§ **PROBLEM STATEMENT**:
Transcribe, exactly as they appear, only the lines from the one holding "bird's head with" through the end of the entries below.

§ **SUPPLIED RECORDS**:
+ + +
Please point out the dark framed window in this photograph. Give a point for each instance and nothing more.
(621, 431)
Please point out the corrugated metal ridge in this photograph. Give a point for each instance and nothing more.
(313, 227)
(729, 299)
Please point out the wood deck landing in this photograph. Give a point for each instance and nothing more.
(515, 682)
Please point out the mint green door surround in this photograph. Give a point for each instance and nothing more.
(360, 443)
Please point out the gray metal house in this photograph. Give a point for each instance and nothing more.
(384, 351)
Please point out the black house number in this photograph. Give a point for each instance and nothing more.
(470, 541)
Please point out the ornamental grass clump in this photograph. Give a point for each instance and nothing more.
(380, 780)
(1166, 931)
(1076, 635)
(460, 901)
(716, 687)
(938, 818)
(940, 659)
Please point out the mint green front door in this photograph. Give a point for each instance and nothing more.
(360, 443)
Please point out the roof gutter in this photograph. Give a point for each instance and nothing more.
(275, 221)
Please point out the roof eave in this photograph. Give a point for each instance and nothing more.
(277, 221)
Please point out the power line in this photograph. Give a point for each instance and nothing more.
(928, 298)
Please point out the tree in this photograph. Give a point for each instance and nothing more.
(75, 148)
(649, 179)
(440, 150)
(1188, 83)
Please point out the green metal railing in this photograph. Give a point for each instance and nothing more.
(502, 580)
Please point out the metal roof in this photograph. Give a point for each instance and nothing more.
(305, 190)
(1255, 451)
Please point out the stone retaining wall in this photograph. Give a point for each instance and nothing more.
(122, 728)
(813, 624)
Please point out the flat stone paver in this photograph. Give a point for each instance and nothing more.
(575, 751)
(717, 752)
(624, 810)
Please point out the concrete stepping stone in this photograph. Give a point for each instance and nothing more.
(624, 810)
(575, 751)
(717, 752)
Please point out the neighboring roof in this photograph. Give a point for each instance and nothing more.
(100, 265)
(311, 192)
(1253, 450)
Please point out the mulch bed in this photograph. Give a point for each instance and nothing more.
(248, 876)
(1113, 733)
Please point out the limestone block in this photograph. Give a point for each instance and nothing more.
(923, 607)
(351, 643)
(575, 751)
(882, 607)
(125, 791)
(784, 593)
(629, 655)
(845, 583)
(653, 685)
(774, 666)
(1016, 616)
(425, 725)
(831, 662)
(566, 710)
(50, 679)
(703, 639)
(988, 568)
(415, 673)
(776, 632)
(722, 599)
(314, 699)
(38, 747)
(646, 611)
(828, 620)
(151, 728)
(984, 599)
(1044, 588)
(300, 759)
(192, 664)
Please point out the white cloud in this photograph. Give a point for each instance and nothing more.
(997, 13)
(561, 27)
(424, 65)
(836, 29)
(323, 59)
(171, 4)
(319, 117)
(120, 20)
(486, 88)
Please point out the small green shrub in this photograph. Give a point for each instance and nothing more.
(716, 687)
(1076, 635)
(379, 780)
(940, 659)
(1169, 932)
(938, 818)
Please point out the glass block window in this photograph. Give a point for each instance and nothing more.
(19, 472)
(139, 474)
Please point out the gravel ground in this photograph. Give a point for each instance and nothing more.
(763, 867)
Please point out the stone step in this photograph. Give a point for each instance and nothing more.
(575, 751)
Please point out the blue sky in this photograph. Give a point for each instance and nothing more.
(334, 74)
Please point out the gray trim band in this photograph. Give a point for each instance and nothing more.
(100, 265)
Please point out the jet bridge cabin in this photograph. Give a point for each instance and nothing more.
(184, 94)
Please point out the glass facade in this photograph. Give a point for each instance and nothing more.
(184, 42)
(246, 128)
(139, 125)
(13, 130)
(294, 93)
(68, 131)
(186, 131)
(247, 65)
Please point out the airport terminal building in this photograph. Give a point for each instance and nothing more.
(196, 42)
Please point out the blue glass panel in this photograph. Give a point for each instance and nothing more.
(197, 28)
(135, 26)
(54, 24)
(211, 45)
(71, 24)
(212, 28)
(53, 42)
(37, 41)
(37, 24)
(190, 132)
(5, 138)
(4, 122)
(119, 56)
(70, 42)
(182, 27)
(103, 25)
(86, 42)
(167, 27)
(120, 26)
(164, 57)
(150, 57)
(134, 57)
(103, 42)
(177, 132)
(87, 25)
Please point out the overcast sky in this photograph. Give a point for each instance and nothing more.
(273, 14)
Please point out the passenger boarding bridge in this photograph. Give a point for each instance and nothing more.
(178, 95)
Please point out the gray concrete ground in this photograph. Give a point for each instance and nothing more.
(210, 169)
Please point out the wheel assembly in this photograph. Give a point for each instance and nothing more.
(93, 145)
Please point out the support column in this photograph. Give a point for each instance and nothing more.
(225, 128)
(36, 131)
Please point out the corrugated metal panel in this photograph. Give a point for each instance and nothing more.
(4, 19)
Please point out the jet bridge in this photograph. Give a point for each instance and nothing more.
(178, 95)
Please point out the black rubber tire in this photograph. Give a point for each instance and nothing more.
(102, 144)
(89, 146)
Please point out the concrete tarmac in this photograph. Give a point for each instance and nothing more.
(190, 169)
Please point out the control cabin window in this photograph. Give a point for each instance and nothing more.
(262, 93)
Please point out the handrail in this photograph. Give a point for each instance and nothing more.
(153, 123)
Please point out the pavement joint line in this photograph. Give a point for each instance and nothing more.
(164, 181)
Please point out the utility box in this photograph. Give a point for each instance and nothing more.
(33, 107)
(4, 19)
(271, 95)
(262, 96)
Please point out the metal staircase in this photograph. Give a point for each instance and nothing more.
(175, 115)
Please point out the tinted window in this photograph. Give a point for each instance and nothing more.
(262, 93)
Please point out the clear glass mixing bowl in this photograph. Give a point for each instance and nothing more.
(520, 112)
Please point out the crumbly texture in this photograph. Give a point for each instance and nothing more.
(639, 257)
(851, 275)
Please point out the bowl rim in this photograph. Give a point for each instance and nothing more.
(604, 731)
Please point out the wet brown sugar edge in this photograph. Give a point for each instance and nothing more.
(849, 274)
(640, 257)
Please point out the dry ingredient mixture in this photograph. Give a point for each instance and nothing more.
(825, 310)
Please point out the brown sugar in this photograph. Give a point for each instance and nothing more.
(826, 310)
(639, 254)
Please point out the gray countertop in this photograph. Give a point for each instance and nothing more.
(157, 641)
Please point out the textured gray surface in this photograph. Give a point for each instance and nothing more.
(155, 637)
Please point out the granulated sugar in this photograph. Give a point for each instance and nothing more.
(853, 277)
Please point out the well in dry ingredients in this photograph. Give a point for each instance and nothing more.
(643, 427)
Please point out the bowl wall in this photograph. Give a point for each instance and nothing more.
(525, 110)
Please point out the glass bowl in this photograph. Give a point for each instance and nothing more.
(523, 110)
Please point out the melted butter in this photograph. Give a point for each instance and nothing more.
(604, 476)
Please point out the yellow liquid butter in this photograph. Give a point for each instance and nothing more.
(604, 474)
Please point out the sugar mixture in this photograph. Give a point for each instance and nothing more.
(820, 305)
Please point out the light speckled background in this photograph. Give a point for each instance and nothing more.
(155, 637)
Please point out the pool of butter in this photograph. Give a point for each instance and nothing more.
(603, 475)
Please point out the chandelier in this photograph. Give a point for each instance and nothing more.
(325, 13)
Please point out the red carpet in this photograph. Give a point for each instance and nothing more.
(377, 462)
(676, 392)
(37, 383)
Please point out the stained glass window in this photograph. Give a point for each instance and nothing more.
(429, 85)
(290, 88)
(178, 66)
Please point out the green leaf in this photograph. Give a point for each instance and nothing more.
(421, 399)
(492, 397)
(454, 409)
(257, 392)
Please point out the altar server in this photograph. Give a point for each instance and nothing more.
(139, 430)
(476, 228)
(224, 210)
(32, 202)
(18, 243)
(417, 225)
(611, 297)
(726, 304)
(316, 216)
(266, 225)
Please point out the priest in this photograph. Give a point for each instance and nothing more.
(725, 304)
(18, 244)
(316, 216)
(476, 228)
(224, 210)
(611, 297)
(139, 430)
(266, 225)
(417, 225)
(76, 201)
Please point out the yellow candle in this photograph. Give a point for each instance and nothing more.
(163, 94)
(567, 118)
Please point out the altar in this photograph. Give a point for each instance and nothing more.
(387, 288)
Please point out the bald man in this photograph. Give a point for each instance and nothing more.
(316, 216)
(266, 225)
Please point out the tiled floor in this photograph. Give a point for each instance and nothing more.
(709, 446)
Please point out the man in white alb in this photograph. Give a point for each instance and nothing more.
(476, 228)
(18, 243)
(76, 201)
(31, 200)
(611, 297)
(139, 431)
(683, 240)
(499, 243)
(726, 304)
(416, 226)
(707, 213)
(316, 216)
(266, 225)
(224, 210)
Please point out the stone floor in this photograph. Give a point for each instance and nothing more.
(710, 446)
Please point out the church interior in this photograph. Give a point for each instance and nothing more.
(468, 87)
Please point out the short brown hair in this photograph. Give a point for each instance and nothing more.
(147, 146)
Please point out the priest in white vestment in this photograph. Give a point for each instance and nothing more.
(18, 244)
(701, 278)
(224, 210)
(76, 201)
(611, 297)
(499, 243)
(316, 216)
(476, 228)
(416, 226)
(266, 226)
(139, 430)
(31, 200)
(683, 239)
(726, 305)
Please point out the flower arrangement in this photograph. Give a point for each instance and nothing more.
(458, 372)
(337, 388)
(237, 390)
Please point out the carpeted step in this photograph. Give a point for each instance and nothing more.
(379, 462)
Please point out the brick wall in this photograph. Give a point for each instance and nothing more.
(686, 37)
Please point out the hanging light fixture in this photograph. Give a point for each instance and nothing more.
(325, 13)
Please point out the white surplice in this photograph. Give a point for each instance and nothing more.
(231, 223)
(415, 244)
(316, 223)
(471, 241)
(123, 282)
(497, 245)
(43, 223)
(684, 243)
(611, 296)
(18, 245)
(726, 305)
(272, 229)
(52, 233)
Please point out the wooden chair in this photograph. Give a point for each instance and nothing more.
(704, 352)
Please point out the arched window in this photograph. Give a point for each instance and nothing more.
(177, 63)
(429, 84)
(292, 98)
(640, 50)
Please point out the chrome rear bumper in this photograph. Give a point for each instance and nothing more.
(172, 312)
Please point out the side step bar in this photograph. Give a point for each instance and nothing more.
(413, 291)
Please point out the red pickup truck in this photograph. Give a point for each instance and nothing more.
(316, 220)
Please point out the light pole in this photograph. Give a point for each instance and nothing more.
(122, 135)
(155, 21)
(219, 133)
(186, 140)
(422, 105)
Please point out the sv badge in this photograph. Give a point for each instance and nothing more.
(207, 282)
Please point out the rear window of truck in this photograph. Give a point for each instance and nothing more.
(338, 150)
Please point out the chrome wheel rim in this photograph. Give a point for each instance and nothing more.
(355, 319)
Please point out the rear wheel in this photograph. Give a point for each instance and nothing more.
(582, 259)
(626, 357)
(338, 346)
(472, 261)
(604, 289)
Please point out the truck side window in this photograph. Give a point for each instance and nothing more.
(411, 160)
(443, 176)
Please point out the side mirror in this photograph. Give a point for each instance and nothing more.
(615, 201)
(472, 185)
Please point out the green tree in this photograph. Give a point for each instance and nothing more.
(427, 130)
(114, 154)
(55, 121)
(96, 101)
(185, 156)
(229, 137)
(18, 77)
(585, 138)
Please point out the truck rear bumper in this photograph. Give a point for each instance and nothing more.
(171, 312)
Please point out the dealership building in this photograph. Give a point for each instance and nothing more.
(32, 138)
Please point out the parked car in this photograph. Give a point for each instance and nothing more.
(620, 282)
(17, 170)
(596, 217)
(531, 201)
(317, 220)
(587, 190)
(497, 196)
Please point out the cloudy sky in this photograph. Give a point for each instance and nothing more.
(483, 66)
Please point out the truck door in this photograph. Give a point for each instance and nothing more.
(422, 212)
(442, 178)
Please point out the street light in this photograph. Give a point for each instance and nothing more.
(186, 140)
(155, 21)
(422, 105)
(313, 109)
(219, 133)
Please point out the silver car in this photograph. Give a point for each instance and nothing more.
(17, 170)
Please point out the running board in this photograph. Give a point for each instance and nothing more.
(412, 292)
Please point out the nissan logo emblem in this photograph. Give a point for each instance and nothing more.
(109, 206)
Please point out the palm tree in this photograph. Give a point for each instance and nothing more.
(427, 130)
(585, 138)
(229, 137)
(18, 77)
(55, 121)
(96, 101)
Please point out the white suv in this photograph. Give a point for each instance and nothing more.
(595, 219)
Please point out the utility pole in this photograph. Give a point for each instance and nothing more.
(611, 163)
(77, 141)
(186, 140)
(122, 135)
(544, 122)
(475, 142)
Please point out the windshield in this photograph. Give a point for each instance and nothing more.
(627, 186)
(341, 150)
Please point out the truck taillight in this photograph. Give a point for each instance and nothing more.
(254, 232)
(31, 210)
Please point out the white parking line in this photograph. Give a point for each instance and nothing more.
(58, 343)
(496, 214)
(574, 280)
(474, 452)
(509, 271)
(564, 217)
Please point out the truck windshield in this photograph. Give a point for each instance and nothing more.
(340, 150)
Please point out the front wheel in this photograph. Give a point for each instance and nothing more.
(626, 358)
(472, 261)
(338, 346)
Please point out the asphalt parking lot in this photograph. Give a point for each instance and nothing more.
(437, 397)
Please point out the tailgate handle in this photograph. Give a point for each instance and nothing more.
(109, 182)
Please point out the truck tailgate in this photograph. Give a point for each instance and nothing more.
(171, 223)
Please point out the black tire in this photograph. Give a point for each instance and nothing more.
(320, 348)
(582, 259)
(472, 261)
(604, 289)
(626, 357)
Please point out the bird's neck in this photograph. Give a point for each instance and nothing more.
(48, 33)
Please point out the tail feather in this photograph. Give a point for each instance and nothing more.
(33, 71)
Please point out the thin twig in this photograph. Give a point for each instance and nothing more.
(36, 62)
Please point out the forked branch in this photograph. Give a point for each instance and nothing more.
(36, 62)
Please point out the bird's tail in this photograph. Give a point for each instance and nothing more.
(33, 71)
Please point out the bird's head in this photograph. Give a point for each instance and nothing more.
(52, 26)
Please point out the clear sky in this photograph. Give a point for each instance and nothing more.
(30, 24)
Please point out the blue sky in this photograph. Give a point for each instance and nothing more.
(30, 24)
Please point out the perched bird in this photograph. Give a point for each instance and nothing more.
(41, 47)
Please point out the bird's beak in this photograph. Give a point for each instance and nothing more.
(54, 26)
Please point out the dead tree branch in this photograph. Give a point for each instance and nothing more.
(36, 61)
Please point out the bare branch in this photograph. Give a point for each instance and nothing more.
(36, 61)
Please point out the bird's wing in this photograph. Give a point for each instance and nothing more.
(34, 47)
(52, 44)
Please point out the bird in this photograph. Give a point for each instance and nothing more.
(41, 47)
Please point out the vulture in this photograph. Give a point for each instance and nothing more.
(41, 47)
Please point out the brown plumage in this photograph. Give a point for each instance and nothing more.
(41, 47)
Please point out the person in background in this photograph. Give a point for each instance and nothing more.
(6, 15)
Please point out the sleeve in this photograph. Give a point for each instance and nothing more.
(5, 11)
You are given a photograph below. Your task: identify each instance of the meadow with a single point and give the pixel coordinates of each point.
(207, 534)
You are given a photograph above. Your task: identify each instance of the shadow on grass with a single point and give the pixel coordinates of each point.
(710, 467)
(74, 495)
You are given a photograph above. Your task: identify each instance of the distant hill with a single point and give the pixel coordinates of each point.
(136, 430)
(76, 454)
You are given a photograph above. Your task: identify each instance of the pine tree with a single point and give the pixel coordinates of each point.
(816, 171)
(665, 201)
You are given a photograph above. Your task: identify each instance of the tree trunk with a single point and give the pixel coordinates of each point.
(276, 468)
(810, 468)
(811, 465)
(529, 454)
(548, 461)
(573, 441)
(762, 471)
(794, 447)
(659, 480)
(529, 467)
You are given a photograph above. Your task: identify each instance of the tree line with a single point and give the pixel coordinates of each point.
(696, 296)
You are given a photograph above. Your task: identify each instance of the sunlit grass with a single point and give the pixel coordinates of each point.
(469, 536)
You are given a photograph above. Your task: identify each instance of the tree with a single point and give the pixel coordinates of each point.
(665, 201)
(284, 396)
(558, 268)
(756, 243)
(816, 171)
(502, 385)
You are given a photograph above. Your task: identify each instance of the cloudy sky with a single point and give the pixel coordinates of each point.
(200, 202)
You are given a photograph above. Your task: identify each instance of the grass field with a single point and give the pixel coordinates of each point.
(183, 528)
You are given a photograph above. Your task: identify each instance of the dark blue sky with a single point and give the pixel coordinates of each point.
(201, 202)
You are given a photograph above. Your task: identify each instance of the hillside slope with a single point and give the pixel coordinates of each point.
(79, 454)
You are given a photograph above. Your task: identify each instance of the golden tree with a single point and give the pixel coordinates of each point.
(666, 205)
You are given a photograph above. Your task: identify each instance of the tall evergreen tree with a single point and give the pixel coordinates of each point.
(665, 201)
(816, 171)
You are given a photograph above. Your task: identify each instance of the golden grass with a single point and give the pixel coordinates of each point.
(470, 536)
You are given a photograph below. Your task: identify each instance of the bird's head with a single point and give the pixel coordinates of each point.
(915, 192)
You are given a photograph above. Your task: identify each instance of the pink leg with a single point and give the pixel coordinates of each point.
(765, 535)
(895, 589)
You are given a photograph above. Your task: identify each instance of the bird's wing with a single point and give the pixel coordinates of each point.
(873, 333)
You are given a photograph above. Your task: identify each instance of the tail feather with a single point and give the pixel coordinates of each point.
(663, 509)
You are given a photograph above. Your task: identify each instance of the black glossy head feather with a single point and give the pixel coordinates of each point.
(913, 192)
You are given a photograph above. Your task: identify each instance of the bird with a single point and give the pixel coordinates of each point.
+ + +
§ **SOLUTION TO THE PROBLEM**:
You are given a photograph below. Your task: identify each instance of the bird's head with a single point and give the pixel coordinates of each point.
(915, 192)
You are given a photograph above. Your task: identify each instance of the pink leg with a single point and give the pixel coordinates of each point.
(765, 535)
(895, 589)
You are given a photograph above. Your task: identify each instance of the bird's wing with a single point and give the pixel coordinates of each point.
(873, 333)
You are given a photograph above. Your task: identify each instance of the tail feather with a single point and give the pixel coordinates of each point.
(663, 509)
You are given a photograph above. Your task: identify each instance of the black glossy head feather with a single point and give the pixel coordinates of each point.
(913, 192)
You are given a photograph above. Your task: identify each instance of the bird with a single point and give the pixel coordinates of each point.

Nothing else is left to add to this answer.